Gwynedd (#20)

Every one of my stories has another aspect which in my mind enhances my fishing experience.

When David (Thompson) promised me a Gwynedd trout, albeit on his terms, and in this case based on the older designation of Welsh counties, it was to be in Merionethshire! Which today, is, of course, Gwynedd. As is Caernarvonshire.

Wales today is so much more than it was. Glamorgan, that famous and successful cricketing county, cannot be so now, because it is…well, how many administrations? Just how small can a county be, and how can Blaenau Gwent be justified, in costs terms? Or Rhondda Cynon Taff, for that matter! Mid and North Wales have lost Montgomeryshire and Merionethshire and Radnorshire. South Wales has added cost on cost, where it cannot afford to. Daft or what?

Anyway…I am sure you get my drift. Is more better, one wonders !

But back to Merionethshire, or rather Gwynedd.

The outstanding sea trout river which is the Dovey enters Cardigan Bay at, of course, Aberdovey. To fish its trouty waters requires a day ticket which can be bought in Machynlleth. And now you will know where I am going with my opening paragraph, for a ticket can be bought in Mr News, at 5 Penrallt Street. So what, you may ask!

Well, behind the counter of this delightful throw back, is a shelf, partitioned with vertical wooden slats about three inches apart, and visible along the left hand verticals are sticky labels with names on them…Dai him, and Ethel her, and I guess those spaces are where are placed the latest edition of Railway Modellers News, or Knitting Weekly, or even the Radio Times (does this still exist?), awaiting the arrival of Dai and Ethel, which prompts a friendly chat between Mr News himself, or his charming assistant, and their loyal and important customers. I love it! Customer service in spades…memo to W H Smith – no self- scanning here. Just people, real people, people who adore and respect their customers….where did that all go?

I bought the latest, and so-called, ‘improved’ edition of Trout and Salmon, to play my bit! (sadly, it’s not improved, by the way)

Bless you, Mr News…and may you and your business, prosper.

--

-- Set of tasks --
A) Rewrite the Gwynedd fishing piece from "Well, behind the" to "by the way)", swapping "Knitting Weekly" for "Angling Times".
B) According to the Gwynedd fishing piece, where can a day ticket for fishing the Dovey be bought?
The material after this text is separate from it.

-- Provided material --

--

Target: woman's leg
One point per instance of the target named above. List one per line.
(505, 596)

--

-- Answers by task --
A)
Well, behind the counter of this delightful throw back, is a shelf, partitioned with vertical wooden slats about three inches apart, and visible along the left hand verticals are sticky labels with names on them…Dai him, and Ethel her, and I guess those spaces are where are placed the latest edition of Railway Modellers News, or Angling Times, or even the Radio Times (does this still exist?), awaiting the arrival of Dai and Ethel, which prompts a friendly chat between Mr News himself, or his charming assistant, and their loyal and important customers. I love it! Customer service in spades…memo to W H Smith – no self- scanning here. Just people, real people, people who adore and respect their customers….where did that all go?

I bought the latest, and so-called, ‘improved’ edition of Trout and Salmon, to play my bit! (sadly, it’s not improved, by the way)

B) At Mr News, 5 Penrallt Street, in Machynlleth.